SET PROBLEM: Copy every one of the following lines verbatim, altering nothing.

start GIVEN RECORDS

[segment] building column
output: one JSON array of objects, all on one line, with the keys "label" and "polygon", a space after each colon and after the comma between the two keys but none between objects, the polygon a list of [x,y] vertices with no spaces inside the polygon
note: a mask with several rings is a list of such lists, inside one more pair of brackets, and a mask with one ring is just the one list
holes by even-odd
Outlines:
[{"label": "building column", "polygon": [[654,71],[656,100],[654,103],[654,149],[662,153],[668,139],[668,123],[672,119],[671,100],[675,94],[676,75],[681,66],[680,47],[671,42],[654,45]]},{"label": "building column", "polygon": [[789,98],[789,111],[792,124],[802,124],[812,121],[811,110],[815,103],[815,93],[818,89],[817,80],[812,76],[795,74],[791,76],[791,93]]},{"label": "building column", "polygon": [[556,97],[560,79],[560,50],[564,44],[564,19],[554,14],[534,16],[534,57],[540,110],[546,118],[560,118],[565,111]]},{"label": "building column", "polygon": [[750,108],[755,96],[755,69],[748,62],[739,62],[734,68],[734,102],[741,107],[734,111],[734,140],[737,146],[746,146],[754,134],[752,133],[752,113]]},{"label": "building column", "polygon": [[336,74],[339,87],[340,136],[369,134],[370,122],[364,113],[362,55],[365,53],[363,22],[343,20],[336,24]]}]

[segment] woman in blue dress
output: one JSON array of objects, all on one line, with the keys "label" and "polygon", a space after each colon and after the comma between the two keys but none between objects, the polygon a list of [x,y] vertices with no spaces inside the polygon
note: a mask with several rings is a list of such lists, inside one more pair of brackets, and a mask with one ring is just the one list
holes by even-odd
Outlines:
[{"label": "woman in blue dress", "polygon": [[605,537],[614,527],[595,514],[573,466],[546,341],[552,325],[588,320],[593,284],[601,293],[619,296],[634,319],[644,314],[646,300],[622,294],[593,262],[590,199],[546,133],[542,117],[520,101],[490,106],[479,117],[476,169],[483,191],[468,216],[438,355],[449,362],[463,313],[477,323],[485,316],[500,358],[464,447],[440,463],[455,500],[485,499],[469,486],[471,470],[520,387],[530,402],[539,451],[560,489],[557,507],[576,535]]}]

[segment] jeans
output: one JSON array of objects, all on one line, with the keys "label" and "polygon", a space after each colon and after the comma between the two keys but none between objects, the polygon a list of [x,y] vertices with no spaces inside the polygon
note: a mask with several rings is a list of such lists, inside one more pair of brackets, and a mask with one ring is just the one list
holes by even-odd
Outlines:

end GIVEN RECORDS

RIGHT ANSWER:
[segment] building column
output: one JSON array of objects, all on one line, with the keys "label" and "polygon", a space after each colon and after the comma between the two keys but none between objects, the polygon a list of [x,y] vertices with no spaces inside the polygon
note: a mask with several rings is a list of such lists, inside one more pair of brackets, and a mask with one ring is just the one list
holes by even-odd
Outlines:
[{"label": "building column", "polygon": [[654,71],[656,100],[654,103],[654,149],[662,153],[668,139],[668,123],[672,119],[671,100],[675,94],[676,75],[681,66],[680,47],[671,42],[654,45]]},{"label": "building column", "polygon": [[789,98],[789,111],[792,124],[802,124],[812,121],[811,110],[815,103],[815,93],[818,89],[817,80],[812,76],[795,74],[791,76],[791,93]]},{"label": "building column", "polygon": [[556,97],[560,79],[560,50],[564,44],[564,19],[554,14],[534,16],[534,57],[540,110],[546,118],[560,118],[565,111]]},{"label": "building column", "polygon": [[750,108],[755,96],[755,69],[748,62],[739,62],[734,68],[734,102],[741,107],[734,111],[734,140],[737,146],[746,146],[754,134],[752,133],[752,113]]},{"label": "building column", "polygon": [[336,74],[339,87],[340,136],[369,134],[370,122],[364,113],[362,55],[365,53],[363,22],[343,20],[336,24]]}]

[segment] woman in blue dress
output: one JSON array of objects, all on one line, with the keys "label" and "polygon", a space after each colon and after the comma between the two keys but none between objects, the polygon a list of [x,y] vertices with no spaces inside the polygon
note: a mask with several rings is a list of such lists, inside one more pair of brackets, and a mask with one ring is just the one list
holes by even-odd
Outlines:
[{"label": "woman in blue dress", "polygon": [[605,537],[614,527],[595,514],[573,466],[546,341],[552,325],[588,320],[593,284],[601,293],[619,296],[634,319],[644,314],[646,300],[622,294],[593,262],[590,199],[546,133],[542,117],[520,101],[490,106],[479,117],[476,169],[483,191],[468,216],[438,355],[449,362],[463,313],[477,323],[485,316],[500,358],[464,447],[440,463],[455,500],[485,499],[469,486],[471,470],[520,387],[530,402],[539,451],[560,489],[557,507],[576,535]]}]

[segment] jeans
output: one JSON array of objects, all on one line, with the keys "label" and "polygon", a space after each colon and after the comma between the two keys but none between objects, the polygon a list of [x,y] vertices with no spaces inside the polygon
note: a mask with several rings is a list of such lists, inside one more pair of brackets, and a mask with one ring is just the one list
holes by even-odd
Outlines:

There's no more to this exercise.